▸ Consigne A
D'après le texte fourni ci-dessous, en quelle année la RE 2020 s'appliquera-t-elle aux bâtiments neufs ?

▸ Texte fourni
Pages

08/07/2021

La France, laboratoire mondial de la décarbonation

La chasse au carbone est ouverte dans la construction neuve. Pour réduire significativement les émissions de CO , les professionnels sont appelés à revisiter les process de production et renouveler l'offre industrielle.

En 2022, la nouvelle réglementation environnementale (RE 2020) s'appliquera aux bâtiments neufs. Issu d'une longue négociation avec les organisations et les syndicats professionnels, et nourri par l'expérimentation E+C-, le texte marque à la fois une continuité et une rupture pour les acteurs de la filière construction.

▸ Lignes fournies

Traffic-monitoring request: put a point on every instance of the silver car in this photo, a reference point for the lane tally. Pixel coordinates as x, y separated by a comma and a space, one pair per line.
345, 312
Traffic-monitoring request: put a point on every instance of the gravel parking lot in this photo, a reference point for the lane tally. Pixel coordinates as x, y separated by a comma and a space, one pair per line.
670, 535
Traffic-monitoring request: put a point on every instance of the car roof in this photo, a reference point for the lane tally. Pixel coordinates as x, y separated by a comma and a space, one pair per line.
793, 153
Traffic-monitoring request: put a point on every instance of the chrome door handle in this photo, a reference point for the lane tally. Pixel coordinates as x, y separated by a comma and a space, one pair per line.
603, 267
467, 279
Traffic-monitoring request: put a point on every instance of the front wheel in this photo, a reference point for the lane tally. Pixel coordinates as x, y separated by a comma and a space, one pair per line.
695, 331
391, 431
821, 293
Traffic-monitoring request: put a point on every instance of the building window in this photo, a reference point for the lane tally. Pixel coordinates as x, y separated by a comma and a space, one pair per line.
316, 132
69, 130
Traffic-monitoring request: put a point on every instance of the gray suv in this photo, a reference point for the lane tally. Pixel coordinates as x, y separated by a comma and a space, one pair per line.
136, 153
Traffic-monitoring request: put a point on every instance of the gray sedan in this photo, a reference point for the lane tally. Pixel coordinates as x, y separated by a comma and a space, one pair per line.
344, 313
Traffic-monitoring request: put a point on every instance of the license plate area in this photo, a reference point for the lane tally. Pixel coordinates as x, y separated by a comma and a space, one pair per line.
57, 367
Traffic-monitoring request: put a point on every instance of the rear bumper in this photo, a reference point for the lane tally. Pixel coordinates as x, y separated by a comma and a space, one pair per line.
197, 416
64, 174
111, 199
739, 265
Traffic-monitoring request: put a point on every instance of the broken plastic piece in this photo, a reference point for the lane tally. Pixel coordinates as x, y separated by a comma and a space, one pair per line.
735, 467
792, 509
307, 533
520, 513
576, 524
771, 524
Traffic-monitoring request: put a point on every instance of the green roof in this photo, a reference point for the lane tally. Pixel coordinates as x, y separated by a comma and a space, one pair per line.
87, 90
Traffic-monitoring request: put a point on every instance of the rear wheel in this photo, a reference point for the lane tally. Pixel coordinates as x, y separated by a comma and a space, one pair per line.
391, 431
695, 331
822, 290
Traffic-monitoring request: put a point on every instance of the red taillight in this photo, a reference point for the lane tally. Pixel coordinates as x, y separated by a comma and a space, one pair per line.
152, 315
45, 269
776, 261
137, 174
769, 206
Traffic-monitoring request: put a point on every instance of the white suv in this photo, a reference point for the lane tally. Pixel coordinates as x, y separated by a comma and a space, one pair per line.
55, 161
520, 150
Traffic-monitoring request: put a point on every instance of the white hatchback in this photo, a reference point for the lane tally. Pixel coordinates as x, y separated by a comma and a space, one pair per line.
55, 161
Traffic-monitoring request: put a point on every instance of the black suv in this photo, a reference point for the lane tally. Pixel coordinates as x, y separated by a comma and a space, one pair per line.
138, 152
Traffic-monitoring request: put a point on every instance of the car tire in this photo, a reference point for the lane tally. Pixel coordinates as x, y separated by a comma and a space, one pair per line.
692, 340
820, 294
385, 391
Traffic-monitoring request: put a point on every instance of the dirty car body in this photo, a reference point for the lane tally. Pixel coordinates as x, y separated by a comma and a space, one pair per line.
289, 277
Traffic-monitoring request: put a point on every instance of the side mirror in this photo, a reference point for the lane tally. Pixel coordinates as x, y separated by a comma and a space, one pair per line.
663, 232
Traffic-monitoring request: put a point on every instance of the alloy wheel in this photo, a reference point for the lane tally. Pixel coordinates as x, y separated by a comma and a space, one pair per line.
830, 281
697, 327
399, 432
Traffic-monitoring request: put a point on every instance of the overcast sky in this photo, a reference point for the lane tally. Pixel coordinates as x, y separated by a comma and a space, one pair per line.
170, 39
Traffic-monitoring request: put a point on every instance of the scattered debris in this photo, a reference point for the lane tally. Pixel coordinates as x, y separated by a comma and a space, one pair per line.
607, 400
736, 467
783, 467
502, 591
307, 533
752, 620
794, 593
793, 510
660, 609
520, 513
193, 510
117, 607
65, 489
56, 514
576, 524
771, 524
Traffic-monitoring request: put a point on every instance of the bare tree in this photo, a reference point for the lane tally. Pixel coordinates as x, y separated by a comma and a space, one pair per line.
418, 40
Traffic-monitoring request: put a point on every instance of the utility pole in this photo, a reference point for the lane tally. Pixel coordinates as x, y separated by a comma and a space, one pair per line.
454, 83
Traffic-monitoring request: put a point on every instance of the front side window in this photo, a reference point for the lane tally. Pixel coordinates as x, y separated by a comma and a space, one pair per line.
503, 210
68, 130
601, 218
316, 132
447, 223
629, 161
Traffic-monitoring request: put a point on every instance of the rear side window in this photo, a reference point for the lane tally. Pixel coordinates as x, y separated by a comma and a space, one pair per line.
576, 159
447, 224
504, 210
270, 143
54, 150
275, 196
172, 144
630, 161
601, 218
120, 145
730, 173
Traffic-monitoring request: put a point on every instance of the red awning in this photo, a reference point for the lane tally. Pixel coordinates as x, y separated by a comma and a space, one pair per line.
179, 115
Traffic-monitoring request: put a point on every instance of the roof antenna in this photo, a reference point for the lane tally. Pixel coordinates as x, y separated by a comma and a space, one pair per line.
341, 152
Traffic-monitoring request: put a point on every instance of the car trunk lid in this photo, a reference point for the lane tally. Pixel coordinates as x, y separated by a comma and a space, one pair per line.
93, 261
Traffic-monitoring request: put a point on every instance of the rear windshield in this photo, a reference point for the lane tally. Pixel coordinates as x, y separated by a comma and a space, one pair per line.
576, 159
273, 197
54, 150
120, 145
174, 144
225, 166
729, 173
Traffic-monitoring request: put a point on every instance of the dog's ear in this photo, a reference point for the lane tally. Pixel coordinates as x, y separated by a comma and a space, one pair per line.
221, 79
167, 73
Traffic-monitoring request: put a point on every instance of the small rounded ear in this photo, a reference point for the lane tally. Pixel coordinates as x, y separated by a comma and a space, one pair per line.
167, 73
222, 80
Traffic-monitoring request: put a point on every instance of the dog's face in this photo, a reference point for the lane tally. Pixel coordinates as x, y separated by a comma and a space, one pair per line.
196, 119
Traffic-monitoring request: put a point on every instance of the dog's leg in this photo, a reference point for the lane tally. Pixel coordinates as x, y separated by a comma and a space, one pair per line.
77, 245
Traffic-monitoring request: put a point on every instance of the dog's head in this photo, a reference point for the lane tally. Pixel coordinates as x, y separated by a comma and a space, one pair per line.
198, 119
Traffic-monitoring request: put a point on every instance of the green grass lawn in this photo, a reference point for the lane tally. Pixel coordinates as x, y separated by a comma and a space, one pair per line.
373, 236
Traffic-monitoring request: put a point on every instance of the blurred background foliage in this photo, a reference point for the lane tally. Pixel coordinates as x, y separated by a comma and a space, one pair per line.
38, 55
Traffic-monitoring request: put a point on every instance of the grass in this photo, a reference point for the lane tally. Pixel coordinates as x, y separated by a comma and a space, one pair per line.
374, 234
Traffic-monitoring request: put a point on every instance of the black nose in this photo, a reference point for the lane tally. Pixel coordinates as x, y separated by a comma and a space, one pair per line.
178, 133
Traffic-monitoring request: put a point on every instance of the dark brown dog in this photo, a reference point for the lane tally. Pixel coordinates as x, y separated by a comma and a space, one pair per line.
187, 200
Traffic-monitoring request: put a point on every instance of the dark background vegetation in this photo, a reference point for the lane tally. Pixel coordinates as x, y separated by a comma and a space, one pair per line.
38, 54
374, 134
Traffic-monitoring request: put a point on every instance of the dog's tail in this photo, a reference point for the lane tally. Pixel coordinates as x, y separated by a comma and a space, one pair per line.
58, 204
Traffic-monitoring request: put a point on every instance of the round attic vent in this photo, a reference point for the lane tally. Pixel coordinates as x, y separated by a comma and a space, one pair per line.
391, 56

▸ Consigne B
Repérez et recopiez, s'il vous plaît, toutes les lignes ci-dessus qui contiennent le mot « background ». La casse compte.

▸ Réponse A
En 2022.

▸ Réponse B
Traffic-monitoring request: put a point on every instance of the blurred background foliage in this photo, a reference point for the lane tally. Pixel coordinates as x, y separated by a comma and a space, one pair per line.
Traffic-monitoring request: put a point on every instance of the dark background vegetation in this photo, a reference point for the lane tally. Pixel coordinates as x, y separated by a comma and a space, one pair per line.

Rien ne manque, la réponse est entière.